*WHAT IS REQUIRED*: From the data below, copy exactly the lines that lie between the one holding "144L133 147L118 142L125" and the one holding "99L182 87L158 99L174", including both, and nothing more.

(SUPPLIED DATA)

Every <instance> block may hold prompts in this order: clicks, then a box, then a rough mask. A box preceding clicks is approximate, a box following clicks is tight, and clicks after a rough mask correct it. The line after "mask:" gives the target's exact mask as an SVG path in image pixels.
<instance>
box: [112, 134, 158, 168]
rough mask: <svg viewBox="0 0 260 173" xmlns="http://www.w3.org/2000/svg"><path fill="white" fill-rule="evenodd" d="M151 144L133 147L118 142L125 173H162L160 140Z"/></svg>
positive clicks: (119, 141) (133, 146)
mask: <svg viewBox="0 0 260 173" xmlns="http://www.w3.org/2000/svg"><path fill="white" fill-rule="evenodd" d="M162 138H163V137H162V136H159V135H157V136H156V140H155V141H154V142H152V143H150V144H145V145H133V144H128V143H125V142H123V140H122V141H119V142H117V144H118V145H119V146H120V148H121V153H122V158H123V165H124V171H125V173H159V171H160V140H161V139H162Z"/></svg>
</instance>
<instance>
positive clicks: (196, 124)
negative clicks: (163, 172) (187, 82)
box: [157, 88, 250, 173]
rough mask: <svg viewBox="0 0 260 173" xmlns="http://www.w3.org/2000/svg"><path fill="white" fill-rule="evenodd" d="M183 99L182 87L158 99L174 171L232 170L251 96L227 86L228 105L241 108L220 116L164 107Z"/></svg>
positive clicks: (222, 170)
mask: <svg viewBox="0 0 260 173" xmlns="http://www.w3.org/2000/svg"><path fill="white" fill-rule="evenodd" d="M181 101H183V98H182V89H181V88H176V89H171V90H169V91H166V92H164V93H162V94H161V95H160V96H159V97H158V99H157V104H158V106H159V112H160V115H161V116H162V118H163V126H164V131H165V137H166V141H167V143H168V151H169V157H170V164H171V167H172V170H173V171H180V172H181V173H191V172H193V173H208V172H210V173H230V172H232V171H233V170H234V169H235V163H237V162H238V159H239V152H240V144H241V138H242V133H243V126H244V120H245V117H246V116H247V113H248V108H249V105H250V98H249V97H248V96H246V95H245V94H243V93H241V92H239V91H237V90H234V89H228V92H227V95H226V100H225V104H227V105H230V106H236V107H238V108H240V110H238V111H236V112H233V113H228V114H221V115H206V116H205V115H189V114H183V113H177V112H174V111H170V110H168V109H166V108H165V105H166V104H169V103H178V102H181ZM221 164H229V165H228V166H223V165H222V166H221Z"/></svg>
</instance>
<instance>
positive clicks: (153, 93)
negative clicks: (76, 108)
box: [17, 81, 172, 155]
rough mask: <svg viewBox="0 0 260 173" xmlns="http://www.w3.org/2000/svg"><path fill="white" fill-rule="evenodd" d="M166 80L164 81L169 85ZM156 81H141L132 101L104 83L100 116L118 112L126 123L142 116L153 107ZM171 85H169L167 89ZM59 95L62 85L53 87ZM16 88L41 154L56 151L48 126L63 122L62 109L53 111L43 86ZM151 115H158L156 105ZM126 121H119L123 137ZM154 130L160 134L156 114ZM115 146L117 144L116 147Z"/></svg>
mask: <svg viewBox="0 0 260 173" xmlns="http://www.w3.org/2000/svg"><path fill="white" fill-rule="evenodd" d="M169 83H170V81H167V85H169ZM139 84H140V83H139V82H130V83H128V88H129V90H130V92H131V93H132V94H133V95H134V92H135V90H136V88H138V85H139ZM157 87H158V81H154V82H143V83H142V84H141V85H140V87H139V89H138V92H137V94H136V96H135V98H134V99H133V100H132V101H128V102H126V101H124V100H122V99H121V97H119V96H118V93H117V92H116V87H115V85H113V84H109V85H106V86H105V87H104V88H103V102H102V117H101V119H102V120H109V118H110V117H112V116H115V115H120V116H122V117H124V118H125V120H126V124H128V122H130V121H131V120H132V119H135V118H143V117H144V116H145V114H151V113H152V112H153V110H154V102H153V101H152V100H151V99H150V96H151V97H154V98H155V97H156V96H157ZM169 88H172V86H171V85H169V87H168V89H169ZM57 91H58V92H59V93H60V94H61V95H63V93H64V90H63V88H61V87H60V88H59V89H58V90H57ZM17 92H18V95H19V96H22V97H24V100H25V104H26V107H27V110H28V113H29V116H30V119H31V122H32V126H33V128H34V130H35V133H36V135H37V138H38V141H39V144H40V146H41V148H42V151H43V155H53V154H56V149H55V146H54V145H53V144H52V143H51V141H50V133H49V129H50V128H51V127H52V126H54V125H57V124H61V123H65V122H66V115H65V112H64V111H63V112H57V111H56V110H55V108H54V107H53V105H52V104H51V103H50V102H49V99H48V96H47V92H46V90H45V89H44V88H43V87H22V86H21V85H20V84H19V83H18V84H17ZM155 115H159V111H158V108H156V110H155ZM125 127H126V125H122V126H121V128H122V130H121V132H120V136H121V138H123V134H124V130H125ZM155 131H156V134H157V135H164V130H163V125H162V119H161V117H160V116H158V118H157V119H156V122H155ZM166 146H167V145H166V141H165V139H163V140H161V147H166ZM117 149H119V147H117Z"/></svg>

(End SUPPLIED DATA)

*EXERCISE RESPONSE*:
rough mask: <svg viewBox="0 0 260 173" xmlns="http://www.w3.org/2000/svg"><path fill="white" fill-rule="evenodd" d="M151 144L133 147L118 142L125 173H162L160 140Z"/></svg>
positive clicks: (119, 141) (133, 146)
mask: <svg viewBox="0 0 260 173" xmlns="http://www.w3.org/2000/svg"><path fill="white" fill-rule="evenodd" d="M162 138H163V137H162V136H159V135H157V136H156V140H155V141H154V142H152V143H150V144H145V145H133V144H128V143H125V142H123V140H122V141H119V142H117V144H118V145H119V146H120V148H121V153H122V158H123V165H124V171H125V173H159V171H160V140H161V139H162Z"/></svg>
</instance>
<instance>
positive clicks: (196, 124)
negative clicks: (163, 172) (187, 82)
box: [157, 88, 250, 173]
rough mask: <svg viewBox="0 0 260 173" xmlns="http://www.w3.org/2000/svg"><path fill="white" fill-rule="evenodd" d="M183 99L182 87L158 99L174 171L232 170L251 96L227 86L228 105L241 108L220 116L164 107Z"/></svg>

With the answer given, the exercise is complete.